On September 5, the Administration for Children and Families (ACF) announced that the Family and Youth Services Bureau would encourage Native American Tribes to apply for Fiscal Year 2009 Title V abstinence-only-until-marriage funds. [i] Interestingly, this letter arrived three days after the deadline to submit applications for Fiscal Year 2009 Title V abstinence-only-until-marriage funding had passed.
In the letter distributed to Tribal Leaders, the agency wrote: “Section 510 funds are awarded only to States. Yet Tribes can nonetheless apply to their respective states for abstinence education funding. Even if they reside in states that are not currently accepting section 510 money, Tribes can petition and encourage their respective state(s) to accept the money so that Tribes and tribal organizations do not lose out on their fair share of these important social service resources.”
The letter describes Title V abstinence-only-until-marriage programs as, “activities and programs that states fund [that] include but are not limited to adult and peer mentoring, school-based programs as well community sessions open to both parents and teens.” Nowhere in the letter does it mention the eight point federal definition of “abstinence education” which greatly restricts the use of the funds. Among other things, this definition requires programs to teach that “ a mutually faithful monogamous relationship in the context of marriage is the expected standard of sexual activity,” and that “sexual activity outside of the context of marriage is likely to have harmful psychological and physical effects.”
---+---
* _Written exercise A_
In the text on abstinence funding for Native American Tribes, how many days after the application deadline did the letter arrive?
* _Written exercise B_
Please recast the part of the records that opens with the line containing "Where can you spot the roof" and closes with the line containing "[[197, 88], [439, 153]]" as a Markdown table with the columns No. and Line, leaving out blank lines.
The text and the records have no connection to each other.

(A series of records)
---+---
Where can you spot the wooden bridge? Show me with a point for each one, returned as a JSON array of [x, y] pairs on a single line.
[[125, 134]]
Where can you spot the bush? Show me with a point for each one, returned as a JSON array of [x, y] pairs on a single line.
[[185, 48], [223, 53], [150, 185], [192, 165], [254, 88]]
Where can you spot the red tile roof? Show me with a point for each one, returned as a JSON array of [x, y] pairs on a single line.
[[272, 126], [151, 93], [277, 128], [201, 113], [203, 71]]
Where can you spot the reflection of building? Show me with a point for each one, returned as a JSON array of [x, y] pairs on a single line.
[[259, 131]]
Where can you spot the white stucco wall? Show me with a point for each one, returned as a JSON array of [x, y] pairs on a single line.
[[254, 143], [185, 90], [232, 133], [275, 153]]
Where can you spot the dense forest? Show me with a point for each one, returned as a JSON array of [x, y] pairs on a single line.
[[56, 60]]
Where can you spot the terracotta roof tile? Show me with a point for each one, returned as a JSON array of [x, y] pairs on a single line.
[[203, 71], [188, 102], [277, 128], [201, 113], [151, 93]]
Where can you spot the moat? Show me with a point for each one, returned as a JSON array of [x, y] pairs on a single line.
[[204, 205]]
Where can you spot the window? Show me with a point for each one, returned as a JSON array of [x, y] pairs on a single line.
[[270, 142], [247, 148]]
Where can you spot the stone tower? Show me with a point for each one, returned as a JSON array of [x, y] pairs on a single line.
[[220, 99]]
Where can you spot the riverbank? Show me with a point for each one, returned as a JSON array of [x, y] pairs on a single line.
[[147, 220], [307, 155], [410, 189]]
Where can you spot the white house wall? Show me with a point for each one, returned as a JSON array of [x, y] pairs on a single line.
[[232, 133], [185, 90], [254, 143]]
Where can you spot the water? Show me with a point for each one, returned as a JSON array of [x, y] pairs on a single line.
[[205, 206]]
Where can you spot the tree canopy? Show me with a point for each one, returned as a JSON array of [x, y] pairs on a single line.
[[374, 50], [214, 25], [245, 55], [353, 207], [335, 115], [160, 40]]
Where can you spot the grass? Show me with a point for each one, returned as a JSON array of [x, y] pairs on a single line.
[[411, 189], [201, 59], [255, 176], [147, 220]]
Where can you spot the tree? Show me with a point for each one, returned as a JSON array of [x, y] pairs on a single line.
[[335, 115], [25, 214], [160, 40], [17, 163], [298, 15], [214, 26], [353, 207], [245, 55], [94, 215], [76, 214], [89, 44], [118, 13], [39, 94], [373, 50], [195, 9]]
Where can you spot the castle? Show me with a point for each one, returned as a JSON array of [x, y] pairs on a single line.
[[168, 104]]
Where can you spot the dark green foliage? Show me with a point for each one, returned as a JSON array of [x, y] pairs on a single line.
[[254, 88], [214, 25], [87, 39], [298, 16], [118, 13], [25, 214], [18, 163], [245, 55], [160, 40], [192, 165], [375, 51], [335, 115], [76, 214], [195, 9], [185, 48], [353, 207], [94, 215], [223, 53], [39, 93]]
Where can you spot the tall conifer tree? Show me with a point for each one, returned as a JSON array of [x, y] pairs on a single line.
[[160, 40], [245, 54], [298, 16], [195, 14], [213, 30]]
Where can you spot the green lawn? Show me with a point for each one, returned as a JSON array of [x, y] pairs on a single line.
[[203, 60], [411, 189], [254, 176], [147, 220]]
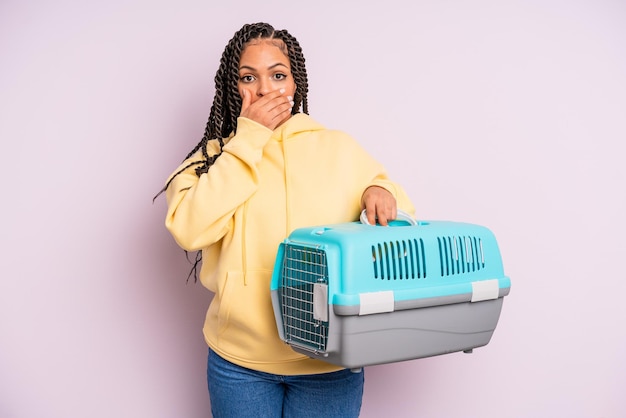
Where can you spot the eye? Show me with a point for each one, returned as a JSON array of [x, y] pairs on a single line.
[[280, 76]]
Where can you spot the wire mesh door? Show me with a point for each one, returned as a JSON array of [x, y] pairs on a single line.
[[304, 271]]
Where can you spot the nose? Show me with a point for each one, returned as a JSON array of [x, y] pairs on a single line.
[[264, 87]]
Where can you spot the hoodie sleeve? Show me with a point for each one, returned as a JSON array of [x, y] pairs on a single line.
[[200, 209]]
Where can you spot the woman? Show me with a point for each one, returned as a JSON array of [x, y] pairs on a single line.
[[263, 169]]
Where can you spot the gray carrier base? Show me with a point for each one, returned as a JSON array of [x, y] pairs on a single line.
[[355, 341]]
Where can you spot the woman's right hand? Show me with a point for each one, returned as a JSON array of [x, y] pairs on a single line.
[[270, 110]]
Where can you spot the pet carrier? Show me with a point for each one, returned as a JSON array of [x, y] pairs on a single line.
[[355, 295]]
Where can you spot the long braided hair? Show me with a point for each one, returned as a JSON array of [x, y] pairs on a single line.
[[227, 102]]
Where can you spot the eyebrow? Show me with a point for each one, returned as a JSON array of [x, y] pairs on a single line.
[[271, 67]]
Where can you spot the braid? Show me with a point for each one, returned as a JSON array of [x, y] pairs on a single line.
[[227, 102]]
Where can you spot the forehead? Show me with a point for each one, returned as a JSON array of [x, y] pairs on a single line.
[[262, 50]]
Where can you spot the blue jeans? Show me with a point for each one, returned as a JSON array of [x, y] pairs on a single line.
[[239, 392]]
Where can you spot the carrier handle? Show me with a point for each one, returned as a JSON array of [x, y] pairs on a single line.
[[401, 216]]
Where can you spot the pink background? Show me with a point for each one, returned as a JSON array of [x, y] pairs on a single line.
[[509, 114]]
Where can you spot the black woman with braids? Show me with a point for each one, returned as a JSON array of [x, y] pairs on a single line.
[[264, 168]]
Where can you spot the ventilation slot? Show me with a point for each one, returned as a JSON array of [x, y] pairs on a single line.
[[459, 255], [399, 260]]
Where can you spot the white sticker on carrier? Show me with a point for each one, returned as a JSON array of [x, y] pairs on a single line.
[[375, 302], [485, 290]]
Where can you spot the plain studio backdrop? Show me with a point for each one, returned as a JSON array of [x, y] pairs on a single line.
[[509, 114]]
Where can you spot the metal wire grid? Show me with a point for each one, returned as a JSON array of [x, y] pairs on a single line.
[[302, 268]]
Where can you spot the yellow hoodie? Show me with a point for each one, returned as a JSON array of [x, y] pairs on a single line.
[[264, 185]]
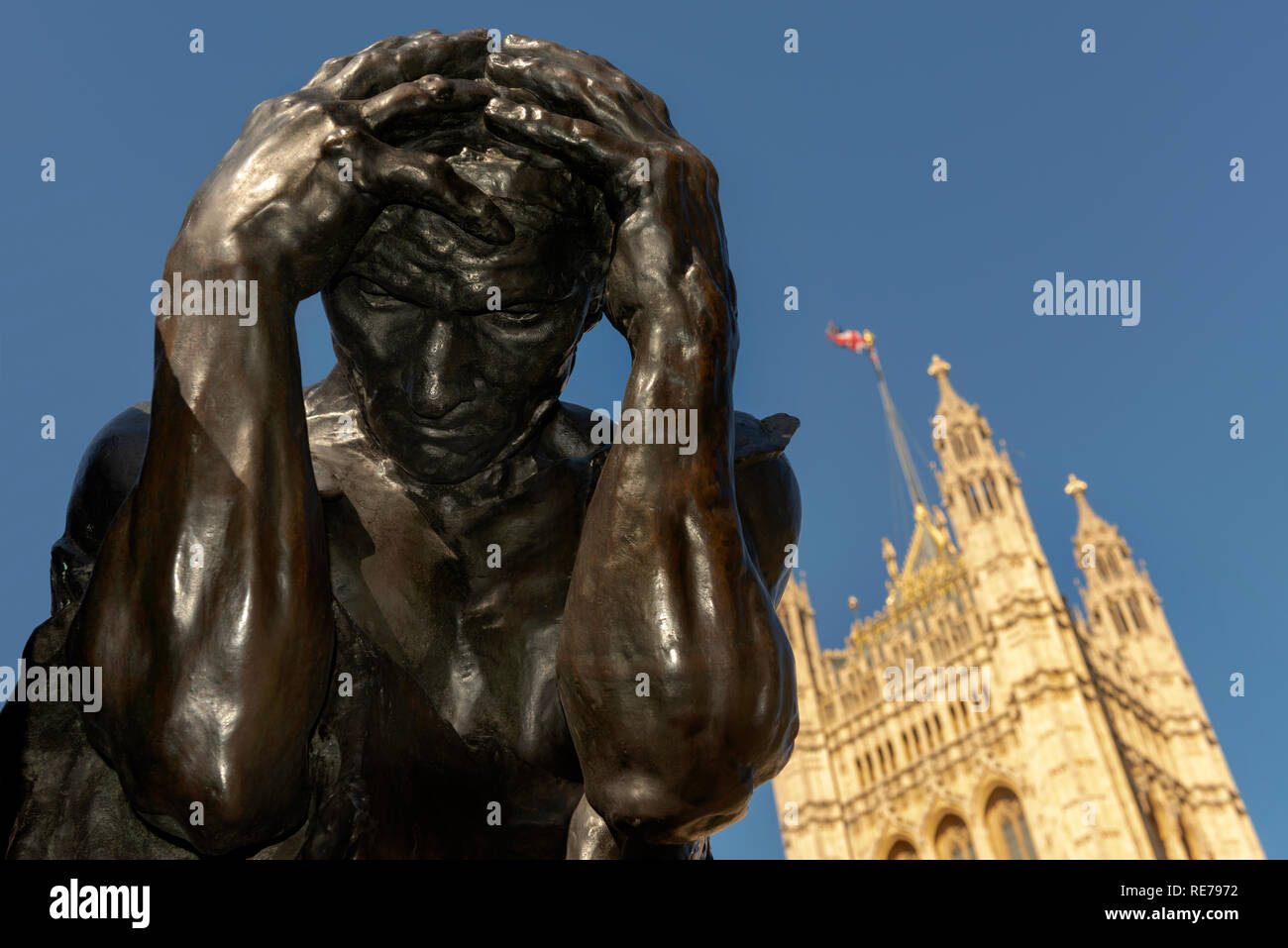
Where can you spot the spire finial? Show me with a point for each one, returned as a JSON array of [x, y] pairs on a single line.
[[1077, 489]]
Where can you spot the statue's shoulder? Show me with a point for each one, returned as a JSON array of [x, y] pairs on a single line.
[[769, 500], [107, 472], [574, 433]]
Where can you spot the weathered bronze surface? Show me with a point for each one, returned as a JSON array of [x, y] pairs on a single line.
[[410, 613]]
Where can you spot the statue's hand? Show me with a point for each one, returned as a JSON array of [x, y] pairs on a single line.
[[284, 198], [660, 189]]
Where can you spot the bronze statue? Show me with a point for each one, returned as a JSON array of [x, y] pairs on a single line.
[[425, 609]]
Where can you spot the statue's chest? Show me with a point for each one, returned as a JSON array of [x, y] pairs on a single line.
[[472, 610]]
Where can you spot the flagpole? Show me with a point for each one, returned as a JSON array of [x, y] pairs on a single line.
[[901, 446]]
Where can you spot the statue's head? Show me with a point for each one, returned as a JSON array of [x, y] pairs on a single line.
[[455, 348]]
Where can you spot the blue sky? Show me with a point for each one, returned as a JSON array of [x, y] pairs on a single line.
[[1111, 165]]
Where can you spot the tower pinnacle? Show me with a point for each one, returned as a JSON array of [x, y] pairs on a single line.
[[939, 369]]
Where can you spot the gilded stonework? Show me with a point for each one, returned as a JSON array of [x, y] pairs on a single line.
[[979, 716]]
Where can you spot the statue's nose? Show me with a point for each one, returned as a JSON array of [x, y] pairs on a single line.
[[438, 381]]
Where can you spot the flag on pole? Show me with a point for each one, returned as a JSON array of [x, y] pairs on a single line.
[[854, 342]]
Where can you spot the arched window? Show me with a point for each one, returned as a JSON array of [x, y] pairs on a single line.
[[952, 839], [1134, 612], [1119, 618], [1008, 826], [902, 849]]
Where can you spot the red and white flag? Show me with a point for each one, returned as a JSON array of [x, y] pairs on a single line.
[[851, 340]]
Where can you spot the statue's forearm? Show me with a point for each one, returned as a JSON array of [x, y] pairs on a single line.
[[219, 561], [664, 586]]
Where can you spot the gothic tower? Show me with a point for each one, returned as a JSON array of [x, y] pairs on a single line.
[[1183, 784], [975, 715]]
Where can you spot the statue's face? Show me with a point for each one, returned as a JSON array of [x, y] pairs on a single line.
[[456, 348]]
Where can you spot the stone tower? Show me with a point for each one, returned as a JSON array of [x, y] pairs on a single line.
[[977, 716], [1183, 784]]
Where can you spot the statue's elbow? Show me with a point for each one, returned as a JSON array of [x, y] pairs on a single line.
[[219, 805], [696, 793]]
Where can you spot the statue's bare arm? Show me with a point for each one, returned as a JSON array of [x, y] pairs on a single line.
[[665, 582], [210, 603]]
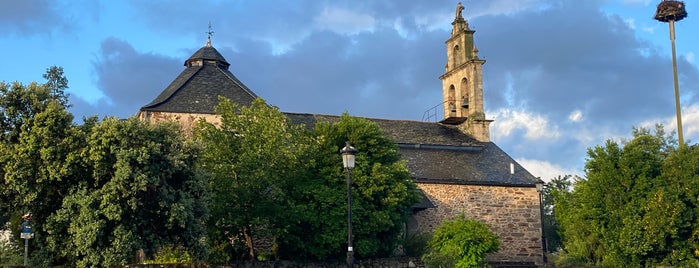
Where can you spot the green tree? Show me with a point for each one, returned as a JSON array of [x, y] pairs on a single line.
[[382, 194], [36, 136], [461, 243], [556, 189], [57, 83], [251, 158], [635, 208], [97, 191], [139, 191]]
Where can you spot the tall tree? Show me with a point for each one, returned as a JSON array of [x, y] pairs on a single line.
[[634, 209], [140, 192], [36, 136], [382, 194], [57, 84], [251, 157], [555, 191]]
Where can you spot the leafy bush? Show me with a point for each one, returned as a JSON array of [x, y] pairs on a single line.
[[171, 254], [415, 245], [461, 242], [10, 254]]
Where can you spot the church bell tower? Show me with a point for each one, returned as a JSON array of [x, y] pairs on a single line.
[[462, 82]]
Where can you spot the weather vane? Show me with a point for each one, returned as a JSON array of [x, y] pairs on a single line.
[[210, 32]]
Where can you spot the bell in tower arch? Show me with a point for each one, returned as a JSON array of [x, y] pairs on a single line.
[[465, 103]]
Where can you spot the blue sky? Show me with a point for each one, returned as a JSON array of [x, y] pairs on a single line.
[[561, 75]]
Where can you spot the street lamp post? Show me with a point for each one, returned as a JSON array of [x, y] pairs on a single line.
[[348, 154], [671, 11], [540, 189]]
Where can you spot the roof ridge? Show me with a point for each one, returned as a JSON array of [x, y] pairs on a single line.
[[235, 80], [177, 88]]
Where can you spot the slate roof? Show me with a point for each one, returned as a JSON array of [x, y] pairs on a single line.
[[197, 88], [439, 153]]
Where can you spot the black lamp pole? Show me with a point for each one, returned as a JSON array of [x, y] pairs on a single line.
[[671, 11], [348, 154], [540, 189]]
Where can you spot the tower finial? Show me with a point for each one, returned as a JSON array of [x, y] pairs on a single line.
[[210, 33], [459, 8]]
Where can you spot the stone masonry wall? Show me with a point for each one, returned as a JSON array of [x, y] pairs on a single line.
[[511, 212]]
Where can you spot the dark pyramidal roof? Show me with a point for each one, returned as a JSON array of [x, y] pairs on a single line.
[[197, 88], [433, 152]]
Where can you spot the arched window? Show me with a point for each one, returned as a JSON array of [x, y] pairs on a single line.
[[451, 100], [455, 56], [465, 101]]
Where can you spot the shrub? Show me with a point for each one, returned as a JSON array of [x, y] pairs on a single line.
[[415, 245], [171, 254], [461, 243], [10, 254]]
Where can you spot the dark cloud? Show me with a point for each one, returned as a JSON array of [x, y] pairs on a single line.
[[377, 74], [131, 79], [571, 57]]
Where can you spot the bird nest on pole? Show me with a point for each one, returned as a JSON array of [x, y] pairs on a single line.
[[670, 10]]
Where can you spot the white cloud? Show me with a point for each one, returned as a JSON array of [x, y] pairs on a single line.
[[690, 122], [535, 126], [547, 170], [689, 57], [575, 116], [344, 21], [631, 22]]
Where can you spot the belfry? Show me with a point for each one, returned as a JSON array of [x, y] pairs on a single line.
[[462, 82]]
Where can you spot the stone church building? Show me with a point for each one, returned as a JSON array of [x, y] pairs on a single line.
[[453, 161]]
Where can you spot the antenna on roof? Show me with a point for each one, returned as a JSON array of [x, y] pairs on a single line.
[[210, 33]]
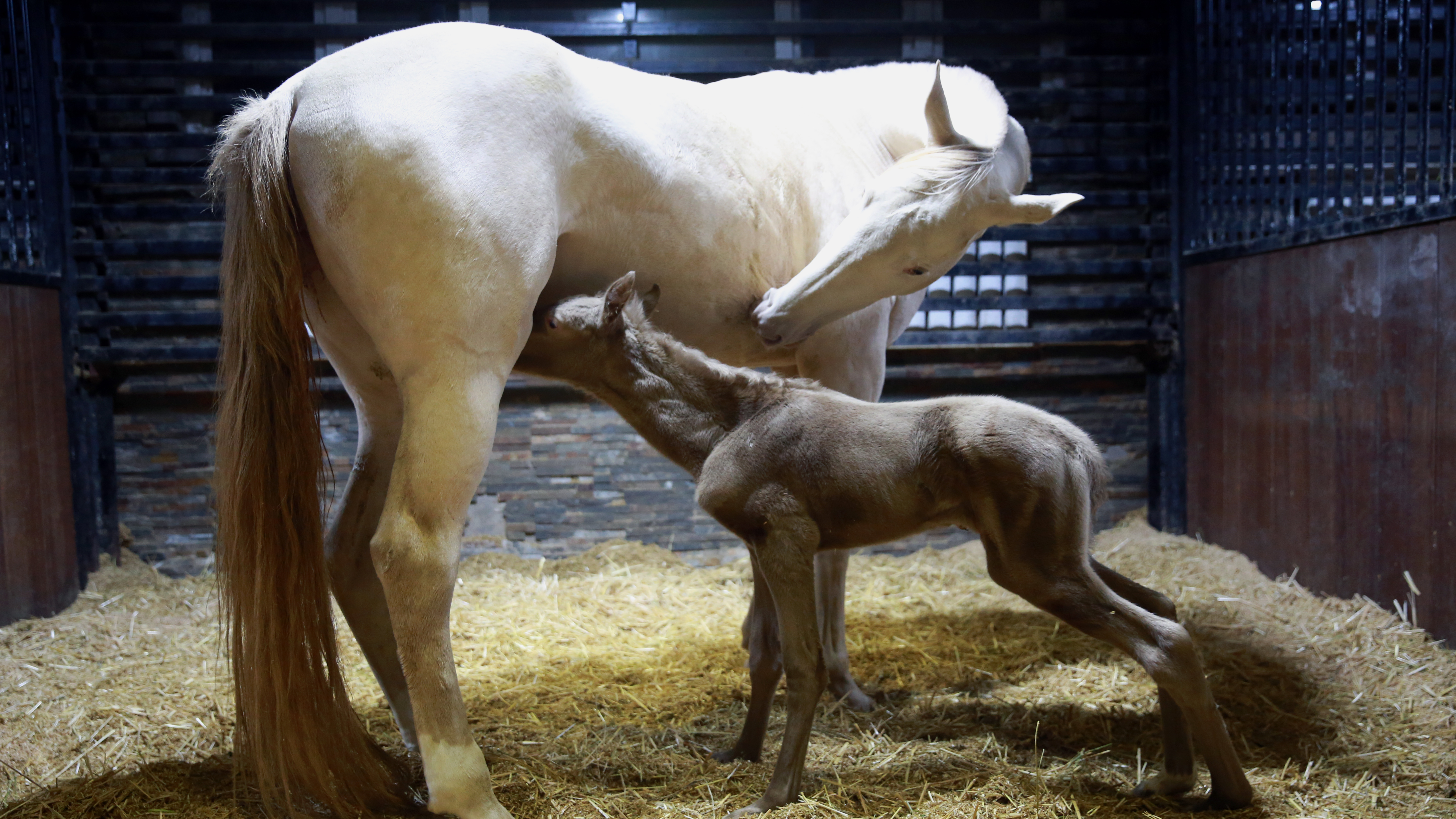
---+---
* _Exercise answer A_
Three days after the deadline.

* _Exercise answer B_
| No. | Line |
|---|---|
| 1 | Where can you spot the roof ridge? Show me with a point for each one, returned as a JSON array of [x, y] pairs on a single line. |
| 2 | [[235, 80], [177, 88]] |
| 3 | Where can you spot the slate roof? Show me with a point for each one, returned as a JSON array of [x, y] pairs on a single line. |
| 4 | [[197, 88], [439, 153]] |